Stored records
Segment Open
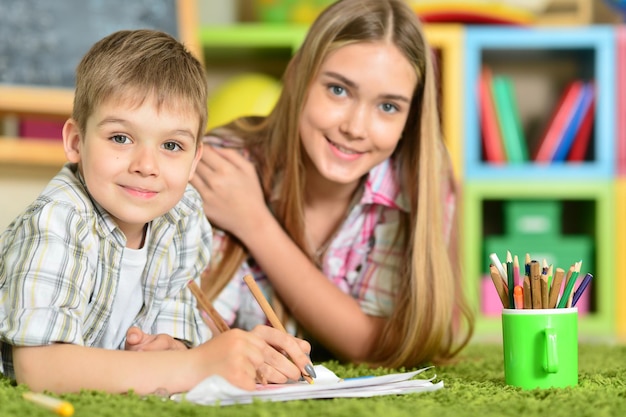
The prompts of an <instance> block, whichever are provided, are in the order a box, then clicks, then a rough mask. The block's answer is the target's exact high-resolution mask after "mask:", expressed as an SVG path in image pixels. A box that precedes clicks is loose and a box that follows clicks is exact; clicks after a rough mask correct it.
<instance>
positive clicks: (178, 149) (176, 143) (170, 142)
mask: <svg viewBox="0 0 626 417" xmlns="http://www.w3.org/2000/svg"><path fill="white" fill-rule="evenodd" d="M163 149H165V150H167V151H180V150H182V149H183V148H182V147H181V146H180V145H179V144H178V143H176V142H165V143H164V144H163Z"/></svg>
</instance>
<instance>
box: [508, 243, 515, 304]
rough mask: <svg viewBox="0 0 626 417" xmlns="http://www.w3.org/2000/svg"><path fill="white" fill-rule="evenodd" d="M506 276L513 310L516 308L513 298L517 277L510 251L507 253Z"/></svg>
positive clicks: (509, 295)
mask: <svg viewBox="0 0 626 417" xmlns="http://www.w3.org/2000/svg"><path fill="white" fill-rule="evenodd" d="M506 276H507V284H508V287H509V306H511V308H515V299H514V298H513V291H514V288H515V276H514V273H513V258H512V257H511V252H510V251H506Z"/></svg>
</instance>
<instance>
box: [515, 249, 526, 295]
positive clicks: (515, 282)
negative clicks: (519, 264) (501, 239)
mask: <svg viewBox="0 0 626 417" xmlns="http://www.w3.org/2000/svg"><path fill="white" fill-rule="evenodd" d="M513 281H514V282H515V285H519V286H520V287H521V286H523V285H524V280H523V279H522V278H521V277H520V272H519V259H518V257H517V255H515V256H514V257H513ZM514 295H515V294H514Z"/></svg>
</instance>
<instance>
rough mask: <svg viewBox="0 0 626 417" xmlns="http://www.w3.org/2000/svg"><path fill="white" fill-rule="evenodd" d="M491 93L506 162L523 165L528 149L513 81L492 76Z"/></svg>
mask: <svg viewBox="0 0 626 417" xmlns="http://www.w3.org/2000/svg"><path fill="white" fill-rule="evenodd" d="M492 91H493V97H494V103H495V108H496V115H497V119H498V125H499V127H500V136H501V137H502V143H503V144H504V150H505V154H506V157H507V161H508V162H509V163H523V162H525V161H527V160H528V149H527V143H526V137H525V136H524V130H523V128H522V123H521V120H520V114H519V109H518V107H517V100H516V98H515V90H514V87H513V81H512V80H511V78H509V77H507V76H503V75H494V76H493V78H492Z"/></svg>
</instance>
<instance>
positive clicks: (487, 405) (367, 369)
mask: <svg viewBox="0 0 626 417" xmlns="http://www.w3.org/2000/svg"><path fill="white" fill-rule="evenodd" d="M325 365H326V366H327V367H328V368H330V369H332V370H333V371H335V373H336V374H337V375H339V376H342V377H351V376H359V375H366V374H371V373H372V372H371V370H368V369H366V368H364V367H354V366H345V365H340V364H338V363H335V362H330V363H325ZM374 373H377V374H383V373H386V371H383V370H377V371H376V372H374ZM436 373H437V377H438V378H440V379H442V380H443V381H444V385H445V386H444V388H443V389H441V390H439V391H435V392H431V393H424V394H410V395H403V396H385V397H375V398H363V399H351V398H347V399H335V400H307V401H292V402H285V403H255V404H251V405H236V406H228V407H222V408H220V407H211V406H198V405H193V404H189V403H176V402H173V401H169V400H162V399H160V398H157V397H148V398H142V397H139V396H137V395H133V394H129V395H109V394H104V393H99V392H83V393H81V394H74V395H66V396H64V398H65V399H67V400H69V401H70V402H71V403H72V404H73V405H74V407H75V409H76V412H75V414H74V416H76V417H81V416H111V417H118V416H119V417H130V416H142V417H143V416H150V417H159V416H168V417H169V416H189V417H192V416H263V417H282V416H284V417H301V416H315V417H318V416H345V417H353V416H370V415H372V416H384V417H396V416H435V417H441V416H464V415H469V416H480V417H488V416H512V417H532V416H542V417H561V416H562V417H583V416H594V417H604V416H607V417H608V416H624V415H626V346H621V345H616V346H607V345H589V344H583V345H581V346H580V348H579V385H578V386H577V387H573V388H564V389H547V390H533V391H522V390H520V389H517V388H512V387H508V386H506V385H505V384H504V371H503V365H502V347H501V346H500V345H488V344H484V345H483V344H476V345H472V346H469V347H468V348H467V349H466V350H465V351H464V352H463V354H462V357H461V358H460V361H459V362H458V363H456V364H454V365H450V366H442V367H438V368H436ZM25 390H26V387H24V386H18V387H15V386H13V385H11V383H10V381H8V380H7V379H2V377H0V416H2V417H5V416H20V417H22V416H33V417H36V416H48V417H50V416H54V414H52V413H51V412H50V411H48V410H45V409H42V408H39V407H38V406H36V405H33V404H30V403H28V402H26V401H24V400H22V399H21V393H22V392H24V391H25Z"/></svg>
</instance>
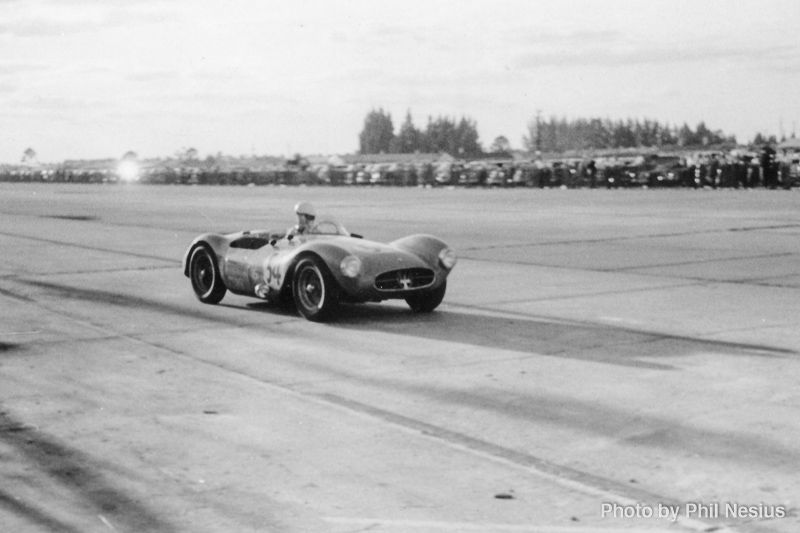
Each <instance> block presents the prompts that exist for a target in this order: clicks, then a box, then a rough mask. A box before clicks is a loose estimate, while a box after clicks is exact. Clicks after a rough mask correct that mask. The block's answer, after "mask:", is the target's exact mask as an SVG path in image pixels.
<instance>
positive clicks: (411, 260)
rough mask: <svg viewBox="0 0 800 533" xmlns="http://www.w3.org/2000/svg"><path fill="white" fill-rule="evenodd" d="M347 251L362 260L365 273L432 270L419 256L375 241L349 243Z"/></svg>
mask: <svg viewBox="0 0 800 533" xmlns="http://www.w3.org/2000/svg"><path fill="white" fill-rule="evenodd" d="M347 250H348V251H349V252H350V253H351V254H352V255H355V256H357V257H358V258H359V259H361V262H362V265H363V269H364V273H372V274H378V273H380V272H386V271H389V270H399V269H403V268H431V266H432V265H429V264H427V263H426V262H425V261H423V260H422V259H421V258H420V257H419V256H417V255H416V254H413V253H411V252H407V251H405V250H400V249H398V248H396V247H394V246H390V245H388V244H383V243H379V242H373V241H355V242H351V243H348V246H347Z"/></svg>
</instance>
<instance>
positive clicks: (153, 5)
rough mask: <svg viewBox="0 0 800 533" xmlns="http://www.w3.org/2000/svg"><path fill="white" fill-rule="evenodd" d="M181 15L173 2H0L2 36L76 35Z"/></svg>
mask: <svg viewBox="0 0 800 533" xmlns="http://www.w3.org/2000/svg"><path fill="white" fill-rule="evenodd" d="M8 6H10V7H8ZM177 13H178V12H177V11H174V10H173V8H172V5H171V3H170V2H169V1H167V2H156V1H155V0H142V1H131V2H125V1H123V0H104V1H102V2H100V1H97V0H66V1H65V0H59V1H58V2H55V1H53V2H48V1H40V2H31V3H23V2H15V1H14V0H5V1H4V2H3V1H2V0H0V37H3V36H5V37H23V38H25V37H47V36H60V35H74V34H81V33H87V32H94V31H98V30H106V29H109V28H112V29H113V28H118V27H130V26H136V25H142V24H149V23H156V22H161V21H163V20H164V18H165V16H166V15H170V16H175V15H176V14H177Z"/></svg>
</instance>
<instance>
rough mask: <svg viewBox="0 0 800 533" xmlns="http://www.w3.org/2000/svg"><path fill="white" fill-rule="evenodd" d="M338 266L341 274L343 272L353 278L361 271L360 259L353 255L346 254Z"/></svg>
mask: <svg viewBox="0 0 800 533" xmlns="http://www.w3.org/2000/svg"><path fill="white" fill-rule="evenodd" d="M339 268H341V270H342V274H344V275H345V276H346V277H348V278H354V277H356V276H358V274H359V273H361V259H359V258H358V257H356V256H354V255H348V256H347V257H345V258H344V259H342V263H341V265H339Z"/></svg>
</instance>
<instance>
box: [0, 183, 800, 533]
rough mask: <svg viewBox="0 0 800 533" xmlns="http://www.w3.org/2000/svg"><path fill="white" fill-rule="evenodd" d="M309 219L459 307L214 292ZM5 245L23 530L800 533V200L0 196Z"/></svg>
mask: <svg viewBox="0 0 800 533" xmlns="http://www.w3.org/2000/svg"><path fill="white" fill-rule="evenodd" d="M299 200H308V201H311V202H313V203H314V204H315V205H316V206H317V209H318V211H319V212H320V213H327V214H330V215H333V216H336V217H337V218H339V219H340V220H341V221H342V222H343V223H344V224H345V226H347V227H348V228H349V229H350V230H351V231H354V232H357V233H361V234H363V235H365V236H366V237H367V238H371V239H375V240H382V241H390V240H393V239H395V238H399V237H402V236H405V235H408V234H412V233H432V234H435V235H437V236H439V237H441V238H443V239H444V240H446V241H448V242H449V243H450V244H451V245H452V246H453V247H454V248H455V249H456V250H457V251H458V253H459V263H458V265H457V266H456V269H455V270H454V272H453V274H452V275H451V277H450V280H449V283H448V292H447V295H446V296H445V301H444V303H443V304H442V306H441V307H440V308H439V309H438V310H437V311H435V312H434V313H432V314H430V315H424V316H418V315H413V314H411V313H410V311H409V310H408V309H407V307H406V306H405V304H403V303H402V302H384V303H381V304H367V305H360V306H347V307H345V308H344V309H343V310H342V312H341V314H340V316H339V317H338V318H337V320H335V321H334V322H332V323H329V324H314V323H310V322H307V321H305V320H303V319H301V318H299V317H298V316H296V315H295V314H294V313H292V312H290V311H287V310H285V309H281V308H279V307H275V306H273V305H271V304H268V303H264V302H260V301H258V300H256V299H248V298H245V297H239V296H234V295H230V294H229V295H227V296H226V297H225V299H224V300H223V301H222V303H221V304H220V305H217V306H209V305H203V304H201V303H200V302H198V301H197V300H196V299H195V297H194V295H193V294H192V292H191V287H190V284H189V281H188V279H187V278H185V277H184V276H183V274H182V272H181V268H180V260H181V256H182V254H183V252H184V250H185V248H186V246H187V245H188V244H189V242H190V241H191V240H192V238H194V237H195V236H196V235H198V234H200V233H204V232H208V231H218V232H231V231H237V230H240V229H259V228H263V229H268V228H270V229H282V228H285V227H288V226H289V225H290V224H291V223H292V222H293V216H292V205H293V204H294V203H295V202H296V201H299ZM0 249H2V251H3V253H2V257H0V531H2V532H6V531H8V532H19V533H27V532H54V533H55V532H66V533H73V532H94V531H97V532H101V531H102V532H107V531H130V532H141V531H158V532H160V531H164V532H184V531H185V532H205V531H208V532H250V531H258V532H261V531H269V532H272V531H276V532H284V531H285V532H295V531H303V532H306V531H307V532H324V531H332V532H340V533H341V532H354V531H379V532H405V531H409V532H415V533H417V532H442V531H481V532H508V531H512V532H537V533H538V532H557V533H558V532H576V533H587V532H591V533H597V532H603V533H612V532H616V531H653V532H655V531H658V532H662V531H774V532H787V533H789V532H792V533H793V532H796V531H799V530H800V518H798V516H799V515H800V476H798V473H800V472H798V470H800V467H798V465H800V448H799V447H798V445H797V443H798V442H800V416H798V414H800V393H799V392H798V386H797V384H798V378H799V377H800V366H799V365H798V353H799V352H800V194H798V193H797V192H795V191H789V192H787V191H766V190H757V191H733V190H720V191H702V190H701V191H694V190H677V191H661V190H630V191H629V190H617V191H606V190H529V189H525V190H442V189H433V190H431V189H372V188H370V189H345V188H280V187H181V186H162V187H160V186H120V185H114V186H111V185H46V184H40V185H32V184H0ZM714 504H716V507H715V506H714ZM693 505H695V506H697V507H692V506H693ZM701 505H704V506H706V507H704V508H703V509H704V510H705V512H704V514H702V515H701V514H699V513H698V512H694V513H692V512H690V511H692V510H695V509H698V510H699V509H701V508H700V507H699V506H701ZM733 505H735V506H745V508H746V510H747V511H746V513H745V514H746V515H748V516H744V517H741V516H739V515H737V516H731V506H733ZM667 506H675V509H677V511H678V512H677V519H676V520H675V521H673V520H672V519H671V517H658V516H655V517H652V518H648V517H641V518H639V517H626V516H622V515H623V514H625V513H627V514H647V509H650V510H652V511H653V512H654V514H658V511H659V509H662V510H665V511H666V510H668V509H671V507H670V508H668V507H667ZM751 508H752V509H751ZM608 509H613V512H611V513H609V512H607V511H608ZM715 510H716V513H715V512H714V511H715ZM781 510H783V512H782V513H781V514H785V515H786V516H785V517H784V518H780V519H777V518H770V516H774V514H775V512H780V511H781ZM715 515H716V516H715Z"/></svg>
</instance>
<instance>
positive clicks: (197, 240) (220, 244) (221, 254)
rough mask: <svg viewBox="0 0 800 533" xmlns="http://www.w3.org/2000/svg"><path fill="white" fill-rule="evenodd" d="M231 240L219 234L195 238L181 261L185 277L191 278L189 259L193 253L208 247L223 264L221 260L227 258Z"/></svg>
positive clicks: (192, 241)
mask: <svg viewBox="0 0 800 533" xmlns="http://www.w3.org/2000/svg"><path fill="white" fill-rule="evenodd" d="M237 235H238V234H237ZM231 240H232V239H231V238H230V236H225V235H220V234H219V233H204V234H202V235H200V236H199V237H197V238H195V239H194V240H193V241H192V243H191V244H190V245H189V247H188V248H187V249H186V252H184V254H183V259H182V260H181V265H182V267H183V275H184V276H186V277H189V258H191V257H192V252H194V250H195V248H197V247H198V246H202V245H206V246H208V247H209V248H211V250H212V251H213V252H214V253H215V254H216V256H217V261H219V262H220V263H222V261H221V258H222V257H225V253H226V252H227V251H228V246H229V245H230V242H231ZM221 267H222V265H221V264H220V268H221Z"/></svg>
Segment Closed
-- Exercise aim --
Show every line of the items above that contains the string "positive".

-- Output of the exercise --
positive clicks: (178, 149) (176, 143) (170, 142)
positive clicks: (509, 295)
positive clicks: (515, 282)
positive clicks: (487, 405) (367, 369)
positive clicks: (411, 260)
positive clicks: (153, 5)
positive clicks: (197, 240) (220, 244) (221, 254)
positive clicks: (192, 241)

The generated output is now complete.